■ Goal:
Please answer from the housing market brief: how many days on average did San Francisco homes stay on the market over the past three months?

■ Page excerpt:

◆ ◆ ◆

In Short
- Looking at trends in the average number of days a home stays on the market before an offer is received is one way to view the health of a real estate market. June figures from Altos Research and RealIQ show that, with the exception of San Diego, metro California markets are in better shape than those in many other struggling cities around the country. San Francisco homes over the past three months averaged 73.7 days on the market, less than half of the 153 days a home was on the market in Miami and well below the 131-day average in Detroit. San Jose averaged 79.3 days and Los Angeles remained steady at 94 days on average between April and the end of June. The lone leap in time on the market among the four California markets studied was San Diego, which jumped from 89 days in May to 114 in June and boosted its three-month average to 93.6 days.
- Continued stress in the housing market and a slowing economy were behind a sharp increase in the percentage of delinquent home equity lines of credit (HELOCs) during the first quarter of 2008, according to the American Bankers Association. HELOC payments more than 30 days past due increased 14 basis points to 1.10 percent between the end of 2007 and March 31 – the highest level since 1997 and the largest increase since the ABA began tracking delinquencies about 20 years ago. The news wasn’t all bad, however. Home equity loan delinquencies improved slightly from 2.39 percent at the end of 2007 to 2.34 percent in the first quarter of 2008, while late payments on property improvement loans fell from 1.81 percent to 1.78 percent. Bank credit card delinquencies, meanwhile, increased 13 basis points to 4.51 percent, just above the five-year average delinquency rate of 4.41 percent. The ABA expects delinquencies of all types to remain elevated in future quarters as higher gas and food prices eat away at consumer paychecks. (CAR, 7/10)

◆ ◆ ◆

■ Record extracts:
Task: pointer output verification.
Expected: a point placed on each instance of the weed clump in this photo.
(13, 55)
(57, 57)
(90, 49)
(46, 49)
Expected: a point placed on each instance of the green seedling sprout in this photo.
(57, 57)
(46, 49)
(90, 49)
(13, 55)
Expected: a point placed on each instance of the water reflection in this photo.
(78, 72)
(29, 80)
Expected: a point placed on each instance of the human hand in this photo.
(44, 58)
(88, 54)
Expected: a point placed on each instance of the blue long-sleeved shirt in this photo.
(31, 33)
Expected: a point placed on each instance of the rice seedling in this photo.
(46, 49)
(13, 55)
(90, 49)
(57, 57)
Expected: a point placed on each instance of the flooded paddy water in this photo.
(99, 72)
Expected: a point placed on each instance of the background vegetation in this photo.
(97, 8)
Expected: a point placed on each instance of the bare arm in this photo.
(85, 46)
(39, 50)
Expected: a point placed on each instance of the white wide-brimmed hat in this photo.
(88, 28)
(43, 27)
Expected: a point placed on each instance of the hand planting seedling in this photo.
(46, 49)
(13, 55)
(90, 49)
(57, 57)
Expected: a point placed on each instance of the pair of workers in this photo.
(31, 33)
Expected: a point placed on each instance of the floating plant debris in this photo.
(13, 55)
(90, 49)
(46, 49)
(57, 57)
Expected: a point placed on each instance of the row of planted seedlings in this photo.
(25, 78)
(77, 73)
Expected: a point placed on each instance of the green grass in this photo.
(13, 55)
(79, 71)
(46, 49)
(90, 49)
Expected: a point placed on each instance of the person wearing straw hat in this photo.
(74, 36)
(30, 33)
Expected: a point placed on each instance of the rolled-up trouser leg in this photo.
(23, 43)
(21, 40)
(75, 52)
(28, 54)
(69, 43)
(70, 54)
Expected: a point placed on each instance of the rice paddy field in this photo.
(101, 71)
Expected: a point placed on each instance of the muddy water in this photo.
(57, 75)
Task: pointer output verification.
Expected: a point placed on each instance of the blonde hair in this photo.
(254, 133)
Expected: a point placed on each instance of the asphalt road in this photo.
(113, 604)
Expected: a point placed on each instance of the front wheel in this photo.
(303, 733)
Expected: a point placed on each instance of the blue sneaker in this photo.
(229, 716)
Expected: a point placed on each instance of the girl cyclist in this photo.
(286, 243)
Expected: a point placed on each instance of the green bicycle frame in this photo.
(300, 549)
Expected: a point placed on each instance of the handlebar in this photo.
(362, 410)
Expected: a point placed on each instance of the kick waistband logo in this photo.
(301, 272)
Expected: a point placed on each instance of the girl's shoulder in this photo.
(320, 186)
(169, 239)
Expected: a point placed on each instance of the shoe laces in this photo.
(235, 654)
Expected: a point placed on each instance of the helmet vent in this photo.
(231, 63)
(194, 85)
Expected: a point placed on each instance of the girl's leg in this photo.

◆ ◆ ◆

■ Complete response:
73.7 days